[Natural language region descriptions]
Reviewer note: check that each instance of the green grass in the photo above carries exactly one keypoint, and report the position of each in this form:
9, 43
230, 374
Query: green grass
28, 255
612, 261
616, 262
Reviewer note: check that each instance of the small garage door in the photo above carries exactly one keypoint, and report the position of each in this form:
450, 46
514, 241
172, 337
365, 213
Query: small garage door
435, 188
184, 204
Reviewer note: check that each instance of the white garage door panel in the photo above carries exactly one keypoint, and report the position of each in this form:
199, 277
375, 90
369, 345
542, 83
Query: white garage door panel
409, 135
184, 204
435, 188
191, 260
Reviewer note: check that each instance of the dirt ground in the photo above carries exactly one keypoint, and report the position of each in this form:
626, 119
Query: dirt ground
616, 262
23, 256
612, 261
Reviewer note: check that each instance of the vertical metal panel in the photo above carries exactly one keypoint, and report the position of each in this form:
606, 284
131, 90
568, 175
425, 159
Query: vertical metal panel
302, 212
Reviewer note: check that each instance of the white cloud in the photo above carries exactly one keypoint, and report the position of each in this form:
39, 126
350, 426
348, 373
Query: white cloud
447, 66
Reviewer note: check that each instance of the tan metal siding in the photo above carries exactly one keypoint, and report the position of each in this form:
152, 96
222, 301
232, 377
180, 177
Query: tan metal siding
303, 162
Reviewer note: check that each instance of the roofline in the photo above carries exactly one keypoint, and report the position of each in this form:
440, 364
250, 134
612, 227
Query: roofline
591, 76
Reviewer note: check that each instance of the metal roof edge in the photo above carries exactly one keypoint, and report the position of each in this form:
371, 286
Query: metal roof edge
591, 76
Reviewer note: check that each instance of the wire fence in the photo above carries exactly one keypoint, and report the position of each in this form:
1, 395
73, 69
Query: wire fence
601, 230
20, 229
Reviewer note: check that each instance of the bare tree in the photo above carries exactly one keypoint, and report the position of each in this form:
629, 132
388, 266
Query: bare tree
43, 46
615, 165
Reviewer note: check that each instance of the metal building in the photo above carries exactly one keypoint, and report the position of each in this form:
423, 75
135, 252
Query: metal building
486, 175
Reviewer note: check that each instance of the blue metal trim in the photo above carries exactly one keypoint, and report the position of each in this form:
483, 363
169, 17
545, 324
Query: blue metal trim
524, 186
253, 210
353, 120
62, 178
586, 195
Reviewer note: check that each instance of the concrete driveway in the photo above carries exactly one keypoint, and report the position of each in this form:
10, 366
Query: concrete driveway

PROMPT:
Read the entries and show each line that mentions "driveway".

EXERCISE OUTPUT:
Reviewer note: check that each instance of the concrete driveway in the photo above carries exactly one keypoint, and report the position of each in this form:
Query: concrete driveway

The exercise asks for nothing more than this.